» Exercise:
In the entries below, every line that contains "face" must be located and copied.

*** Opening of Given information ***

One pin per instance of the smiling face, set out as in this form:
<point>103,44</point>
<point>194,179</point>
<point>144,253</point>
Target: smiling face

*** Close of Given information ***

» Task output:
One pin per instance of the smiling face, set out as in this form:
Target: smiling face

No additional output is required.